— Begin LISTED ENTRIES —

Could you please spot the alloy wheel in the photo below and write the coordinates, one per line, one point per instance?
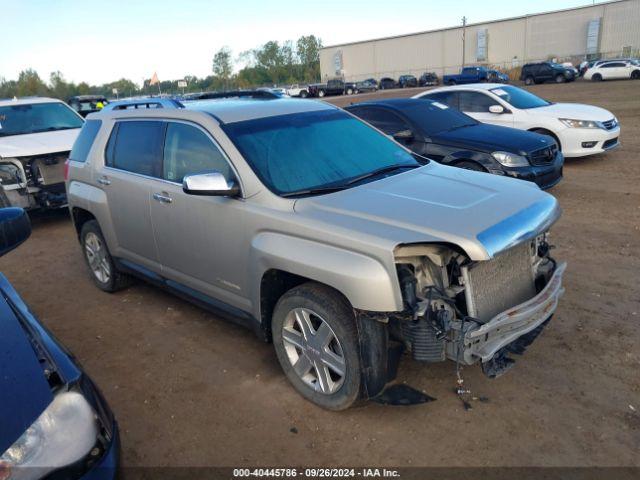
(96, 254)
(314, 351)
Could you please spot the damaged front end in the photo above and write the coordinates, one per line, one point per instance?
(470, 311)
(34, 181)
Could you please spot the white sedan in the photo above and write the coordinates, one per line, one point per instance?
(615, 70)
(579, 130)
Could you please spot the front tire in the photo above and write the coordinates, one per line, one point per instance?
(316, 342)
(104, 272)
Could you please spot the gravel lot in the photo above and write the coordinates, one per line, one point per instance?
(191, 389)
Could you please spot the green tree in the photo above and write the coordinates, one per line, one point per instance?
(223, 65)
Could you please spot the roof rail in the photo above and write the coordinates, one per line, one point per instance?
(256, 94)
(143, 103)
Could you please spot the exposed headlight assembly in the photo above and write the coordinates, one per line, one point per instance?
(571, 123)
(63, 434)
(510, 159)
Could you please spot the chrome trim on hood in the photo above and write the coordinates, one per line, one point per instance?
(522, 226)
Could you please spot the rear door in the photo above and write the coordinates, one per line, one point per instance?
(476, 105)
(132, 162)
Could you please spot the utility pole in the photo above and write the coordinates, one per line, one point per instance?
(464, 37)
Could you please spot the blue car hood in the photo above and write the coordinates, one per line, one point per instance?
(24, 390)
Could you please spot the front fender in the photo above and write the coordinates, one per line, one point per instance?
(364, 280)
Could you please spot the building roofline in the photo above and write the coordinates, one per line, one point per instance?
(549, 12)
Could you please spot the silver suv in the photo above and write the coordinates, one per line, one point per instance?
(319, 232)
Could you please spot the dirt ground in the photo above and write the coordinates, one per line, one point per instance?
(190, 389)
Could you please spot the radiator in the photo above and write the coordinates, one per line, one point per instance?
(496, 285)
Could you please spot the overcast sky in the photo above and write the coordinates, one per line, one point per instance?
(101, 41)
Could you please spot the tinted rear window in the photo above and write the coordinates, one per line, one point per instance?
(137, 147)
(83, 143)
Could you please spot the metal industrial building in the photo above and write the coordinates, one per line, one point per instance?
(601, 30)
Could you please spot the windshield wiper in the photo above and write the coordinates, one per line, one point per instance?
(342, 186)
(314, 191)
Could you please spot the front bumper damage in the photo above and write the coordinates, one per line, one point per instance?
(482, 342)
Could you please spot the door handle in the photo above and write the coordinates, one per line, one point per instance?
(162, 197)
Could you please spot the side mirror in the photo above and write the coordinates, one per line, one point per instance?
(15, 228)
(403, 136)
(210, 184)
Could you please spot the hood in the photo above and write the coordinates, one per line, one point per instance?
(577, 111)
(38, 143)
(491, 138)
(25, 390)
(481, 213)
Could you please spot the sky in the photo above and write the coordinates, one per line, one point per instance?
(102, 41)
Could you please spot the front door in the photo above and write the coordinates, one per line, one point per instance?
(476, 105)
(133, 158)
(201, 240)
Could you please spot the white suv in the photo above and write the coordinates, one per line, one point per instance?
(615, 70)
(36, 136)
(579, 130)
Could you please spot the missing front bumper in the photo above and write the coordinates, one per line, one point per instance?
(483, 342)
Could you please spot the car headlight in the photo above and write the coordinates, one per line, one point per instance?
(63, 434)
(571, 123)
(510, 159)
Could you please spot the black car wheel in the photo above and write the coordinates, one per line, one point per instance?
(316, 342)
(104, 272)
(469, 165)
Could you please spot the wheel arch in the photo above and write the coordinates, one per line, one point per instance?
(289, 261)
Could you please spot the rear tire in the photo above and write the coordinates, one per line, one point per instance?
(469, 165)
(102, 268)
(316, 342)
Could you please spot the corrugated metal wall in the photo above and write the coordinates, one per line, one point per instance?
(561, 34)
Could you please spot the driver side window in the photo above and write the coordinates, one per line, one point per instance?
(189, 150)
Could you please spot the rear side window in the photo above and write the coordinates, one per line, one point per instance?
(474, 102)
(83, 143)
(136, 146)
(388, 122)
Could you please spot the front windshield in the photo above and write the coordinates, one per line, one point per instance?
(313, 150)
(37, 117)
(519, 98)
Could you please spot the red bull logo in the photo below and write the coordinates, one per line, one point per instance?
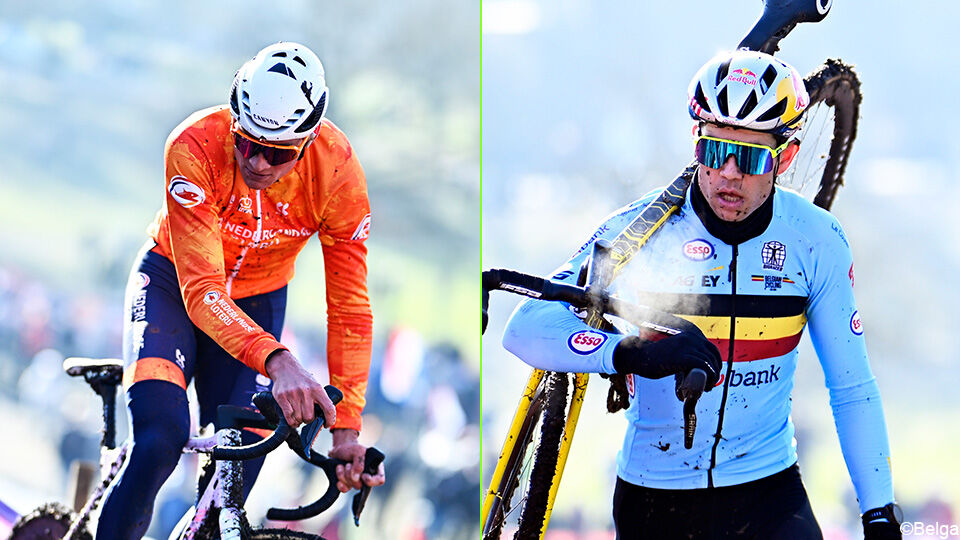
(744, 76)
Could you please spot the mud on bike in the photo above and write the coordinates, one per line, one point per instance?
(219, 511)
(527, 475)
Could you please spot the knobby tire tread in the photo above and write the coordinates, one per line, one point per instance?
(837, 85)
(54, 518)
(281, 534)
(545, 461)
(493, 522)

— End LISTED ENTRIES —

Reproduce the data word for word, excluding its pictures.

FULL OUTPUT —
Could you please spot the alloy wheel in the photo below and write the coordinates, one per line, one point per instance?
(96, 254)
(314, 351)
Could you please spot the damaged front end in the photo above and write the coordinates, one per line, one point per instance?
(470, 311)
(34, 181)
Could you please spot the white sedan in the photo above and write the coordinates, one per line, one point per instance?
(615, 70)
(579, 130)
Could you please spot the front tire in the photo above and write the coordinates, one per line, one point per instance?
(316, 342)
(104, 272)
Could you please spot the gravel lot in the photo above and write the coordinates, one per line, one point per instance?
(191, 389)
Could you please spot the green tree in the photo above and write the coordinates, one per line, one point per instance?
(223, 65)
Could you please spot the roof rail in the photo above and write the coordinates, one per line, one point per instance?
(256, 94)
(143, 103)
Could you please spot the exposed headlight assembly in the photo above and write the coordinates, one per line, one point per instance?
(571, 123)
(63, 434)
(510, 159)
Could you please spot the chrome trim on hood in the photo above and write the coordinates, one per line, one point per instance?
(522, 226)
Could you please spot the rear door in the photo above and write the coordinates, one per line, one point per instance?
(476, 105)
(132, 162)
Could you please spot the utility pole in the photo above and write the coordinates, one per line, one point per instance?
(464, 37)
Could you please spot the blue car hood in the photo above and write the coordinates, one per line, one point per instance?
(24, 390)
Could you please spot the front fender in the photo above and write the coordinates, one per line, one point per instance?
(364, 280)
Could you please spot the building roofline in the photo above and write the coordinates, one per line, one point per instance?
(549, 12)
Could you please spot the silver suv in the photo above and write the coordinates, one per line, one point per instance?
(319, 232)
Could you please spot the dirt ground in the photo above and write the coordinates, one per line, one point per instance?
(190, 389)
Could you please spot the radiator in the photo above and write the coordinates, one per line, one point per instance?
(496, 285)
Could you please spot the overcast sky in the photo above and write the coordinates, one per line, one point per instance?
(101, 41)
Could you please spot the tinted rear window in the photo above and write the coordinates, one per line, one point per instance?
(137, 147)
(83, 143)
Could you please spot the metal industrial building in the photo above and write the coordinates, one per line, one point per instance?
(601, 30)
Could you please spot the windshield wiper in the photo above and write the coordinates, one per line, one point per instance?
(342, 186)
(314, 191)
Could you please spot the front bumper damage in the photo above and write the coordinates, one per line, one point per instance?
(482, 342)
Could you please spot the door handle in the photo above and write the coordinates, one per line, one point per instance?
(162, 197)
Could you please spot the side mirror in the photo above and write the coordinates, one per line, one point per instance?
(15, 228)
(403, 136)
(210, 184)
Could you please spot the hood in the photo above and write the coordinates, one per line, one point per instance?
(577, 111)
(38, 143)
(491, 138)
(25, 390)
(481, 213)
Could you please spot the sky in the photo above and write the coordinates, one per line, one point per instance?
(102, 41)
Could you please spot the front door in the photo above and write the coordinates, one per line, one point per instance?
(476, 105)
(133, 158)
(201, 240)
Could you please spot the white suv in the photo above and write the coordinates, one per line, one point per instance?
(615, 70)
(36, 136)
(579, 130)
Could you please spot the missing front bumper in the photo above and write the coordinates, one per line, one point per instance?
(483, 342)
Could you please spot the car headlight in the photo above and write the coordinates, one per line, one point per instance?
(63, 434)
(571, 123)
(510, 159)
Could you please spot the black car wheel in the photo above and write the coordinates, one per line, one point per instance?
(316, 342)
(104, 272)
(469, 165)
Could you please spot the wheel arch in the photo above and write the coordinates, one per line, one point per instance?
(289, 261)
Could you please spot the rear tire in the photo above and write the coordinates, one per line, one point per instance?
(469, 165)
(102, 268)
(316, 342)
Could you please spot the corrugated metal wall in the photo above and write the coordinates, one per line, one point per instance?
(561, 34)
Could you please spot the driver side window in the photo above and write the coordinates, one per line, one point per instance?
(189, 150)
Could you please spot the rear side window in the photo above and write the coordinates, one per line, one point per instance?
(474, 102)
(83, 143)
(136, 146)
(388, 122)
Could you please spot the front windshield in the photo above and write the coordinates, one per line, one point per instance?
(313, 150)
(37, 117)
(519, 98)
Could you please spot the red bull logo in the photo below and write the coordinates, one per line, one point per instance?
(744, 76)
Could you please spot the mud on bike in the photo above and write the coordinates, one per line, one point per instance?
(219, 511)
(527, 475)
Could you please spot the knobby tire tread in the photo above and write the coordinates, one per line, one point per instance?
(837, 85)
(54, 518)
(281, 534)
(545, 461)
(493, 522)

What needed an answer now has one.